» WORK TO COMPLETE
Recast every line of the rows below as a Markdown table with two columns, Number and Record line. Give each line its own number and leave out any blank lines.

=== MATERIAL TO PROCESS ===

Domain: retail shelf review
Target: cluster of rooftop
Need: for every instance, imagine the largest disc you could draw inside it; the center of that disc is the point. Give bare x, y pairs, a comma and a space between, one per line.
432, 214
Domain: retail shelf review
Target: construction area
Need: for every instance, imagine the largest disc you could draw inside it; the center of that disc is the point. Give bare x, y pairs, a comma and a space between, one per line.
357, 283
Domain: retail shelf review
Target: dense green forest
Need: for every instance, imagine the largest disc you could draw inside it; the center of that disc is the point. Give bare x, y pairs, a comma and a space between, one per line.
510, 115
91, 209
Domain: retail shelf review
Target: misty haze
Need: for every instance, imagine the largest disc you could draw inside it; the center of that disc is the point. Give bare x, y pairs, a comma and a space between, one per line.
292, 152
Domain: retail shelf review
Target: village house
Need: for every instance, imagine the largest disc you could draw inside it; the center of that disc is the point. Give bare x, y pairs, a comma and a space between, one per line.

===

» FINAL ANSWER
| Number | Record line |
|---|---|
| 1 | Domain: retail shelf review |
| 2 | Target: cluster of rooftop |
| 3 | Need: for every instance, imagine the largest disc you could draw inside it; the center of that disc is the point. Give bare x, y pairs, a comma and a space between, one per line. |
| 4 | 432, 214 |
| 5 | Domain: retail shelf review |
| 6 | Target: construction area |
| 7 | Need: for every instance, imagine the largest disc you could draw inside it; the center of that disc is the point. Give bare x, y pairs, a comma and a space between, one per line. |
| 8 | 357, 283 |
| 9 | Domain: retail shelf review |
| 10 | Target: dense green forest |
| 11 | Need: for every instance, imagine the largest disc you could draw inside it; the center of that disc is the point. Give bare x, y pairs, a comma and a space between, one per line. |
| 12 | 510, 115 |
| 13 | 91, 209 |
| 14 | Domain: retail shelf review |
| 15 | Target: misty haze |
| 16 | Need: for every instance, imagine the largest disc you could draw inside it; the center of that disc is the point. Give bare x, y pairs, a comma and a space between, one per line. |
| 17 | 292, 152 |
| 18 | Domain: retail shelf review |
| 19 | Target: village house |
| 20 | Need: for every instance, imagine the largest disc you could draw inside it; the center of that disc is the point. Give bare x, y pairs, a comma and a space between, one per line. |